• Try it: Filter the entries for the word "cobblestone". Copy each line that has it.

• Supplied material:
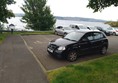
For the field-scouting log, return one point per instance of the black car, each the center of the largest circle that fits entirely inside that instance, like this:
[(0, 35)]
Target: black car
[(78, 43)]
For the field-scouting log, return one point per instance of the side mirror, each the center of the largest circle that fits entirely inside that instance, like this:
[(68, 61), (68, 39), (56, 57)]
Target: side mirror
[(84, 40)]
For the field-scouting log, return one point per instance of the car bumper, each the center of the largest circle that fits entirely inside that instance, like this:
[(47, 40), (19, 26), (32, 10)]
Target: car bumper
[(57, 53)]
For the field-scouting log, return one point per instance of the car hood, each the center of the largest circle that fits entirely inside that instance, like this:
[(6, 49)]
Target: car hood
[(62, 42)]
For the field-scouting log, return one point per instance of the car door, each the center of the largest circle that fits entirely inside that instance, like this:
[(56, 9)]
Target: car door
[(97, 41), (85, 45)]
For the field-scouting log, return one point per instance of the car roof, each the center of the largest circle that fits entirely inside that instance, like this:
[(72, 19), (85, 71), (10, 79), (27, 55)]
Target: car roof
[(84, 31)]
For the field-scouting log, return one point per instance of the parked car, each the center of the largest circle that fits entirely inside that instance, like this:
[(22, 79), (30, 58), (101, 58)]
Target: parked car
[(79, 27), (116, 31), (62, 30), (108, 33), (113, 31), (92, 28), (78, 43)]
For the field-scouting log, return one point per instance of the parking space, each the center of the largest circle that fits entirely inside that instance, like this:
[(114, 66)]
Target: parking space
[(38, 45)]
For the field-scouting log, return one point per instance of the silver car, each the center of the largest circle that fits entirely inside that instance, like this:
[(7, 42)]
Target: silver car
[(63, 30)]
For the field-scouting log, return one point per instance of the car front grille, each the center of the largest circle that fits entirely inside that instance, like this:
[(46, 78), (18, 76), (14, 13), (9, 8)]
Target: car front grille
[(52, 47)]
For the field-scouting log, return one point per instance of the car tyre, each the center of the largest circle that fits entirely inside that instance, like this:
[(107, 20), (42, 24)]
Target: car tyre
[(72, 56), (114, 34), (103, 50), (56, 33)]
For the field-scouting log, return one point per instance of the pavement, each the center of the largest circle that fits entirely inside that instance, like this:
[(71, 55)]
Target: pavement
[(17, 65)]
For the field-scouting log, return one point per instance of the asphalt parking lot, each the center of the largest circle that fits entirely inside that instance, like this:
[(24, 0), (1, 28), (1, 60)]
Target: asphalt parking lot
[(38, 45)]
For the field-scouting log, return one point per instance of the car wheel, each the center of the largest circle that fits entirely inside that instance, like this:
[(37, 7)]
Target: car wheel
[(72, 56), (65, 34), (103, 50), (114, 33), (56, 32)]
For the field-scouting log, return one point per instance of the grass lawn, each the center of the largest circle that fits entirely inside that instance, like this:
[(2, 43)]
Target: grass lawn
[(34, 32), (3, 36), (102, 70)]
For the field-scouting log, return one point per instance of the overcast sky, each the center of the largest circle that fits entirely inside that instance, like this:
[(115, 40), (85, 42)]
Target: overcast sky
[(73, 8)]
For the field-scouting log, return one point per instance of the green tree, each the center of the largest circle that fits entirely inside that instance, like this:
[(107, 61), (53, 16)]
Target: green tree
[(37, 15), (99, 5), (4, 12)]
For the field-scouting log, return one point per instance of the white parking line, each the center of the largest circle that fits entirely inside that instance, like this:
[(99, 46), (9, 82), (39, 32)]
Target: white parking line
[(38, 61)]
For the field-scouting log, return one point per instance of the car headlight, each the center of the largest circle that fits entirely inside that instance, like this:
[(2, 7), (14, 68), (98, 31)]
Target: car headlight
[(61, 48)]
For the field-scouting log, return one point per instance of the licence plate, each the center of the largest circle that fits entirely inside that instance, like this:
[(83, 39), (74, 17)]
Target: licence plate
[(50, 50)]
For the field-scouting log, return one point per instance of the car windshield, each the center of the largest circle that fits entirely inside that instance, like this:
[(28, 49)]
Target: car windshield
[(93, 28), (67, 28), (74, 36), (82, 27), (109, 29)]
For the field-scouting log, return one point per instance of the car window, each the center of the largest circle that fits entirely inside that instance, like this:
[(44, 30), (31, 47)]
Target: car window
[(89, 36), (98, 35), (74, 36)]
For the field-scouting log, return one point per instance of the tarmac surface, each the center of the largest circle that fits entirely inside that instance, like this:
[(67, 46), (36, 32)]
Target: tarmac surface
[(24, 59), (38, 45), (17, 65)]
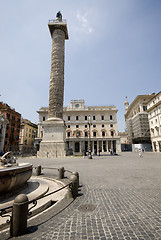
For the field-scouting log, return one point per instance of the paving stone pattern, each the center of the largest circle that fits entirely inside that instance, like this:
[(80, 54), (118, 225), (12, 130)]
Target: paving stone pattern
[(127, 201)]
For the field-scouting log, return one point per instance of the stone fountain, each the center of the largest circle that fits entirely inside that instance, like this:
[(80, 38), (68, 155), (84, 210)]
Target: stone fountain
[(13, 175)]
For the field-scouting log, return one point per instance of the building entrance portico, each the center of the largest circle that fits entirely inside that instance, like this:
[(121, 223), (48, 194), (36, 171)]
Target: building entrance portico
[(103, 146)]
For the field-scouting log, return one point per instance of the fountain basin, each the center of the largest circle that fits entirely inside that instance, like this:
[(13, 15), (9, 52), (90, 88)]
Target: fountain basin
[(14, 177)]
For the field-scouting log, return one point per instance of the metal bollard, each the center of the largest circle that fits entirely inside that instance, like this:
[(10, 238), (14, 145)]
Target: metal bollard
[(74, 181), (38, 170), (18, 225), (77, 175), (61, 173)]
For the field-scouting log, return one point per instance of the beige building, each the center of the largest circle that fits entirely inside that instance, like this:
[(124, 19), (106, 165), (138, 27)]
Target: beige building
[(136, 118), (28, 133), (84, 124), (154, 116)]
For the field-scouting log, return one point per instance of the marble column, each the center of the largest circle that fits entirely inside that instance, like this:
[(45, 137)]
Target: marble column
[(53, 143)]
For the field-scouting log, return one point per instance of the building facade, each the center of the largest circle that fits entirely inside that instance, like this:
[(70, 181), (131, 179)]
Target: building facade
[(28, 133), (137, 122), (95, 126), (13, 127), (154, 116), (3, 124)]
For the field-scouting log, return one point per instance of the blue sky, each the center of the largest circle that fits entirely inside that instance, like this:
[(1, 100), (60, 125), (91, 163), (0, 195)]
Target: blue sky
[(113, 51)]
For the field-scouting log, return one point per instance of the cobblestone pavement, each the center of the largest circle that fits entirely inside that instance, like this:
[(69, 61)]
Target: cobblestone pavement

• Solution:
For the field-scouting log, return one point per instance of the cobblestone pavement, each the center of the largest circle that fits entirely inside that instance, like this:
Target: cobblestone pavement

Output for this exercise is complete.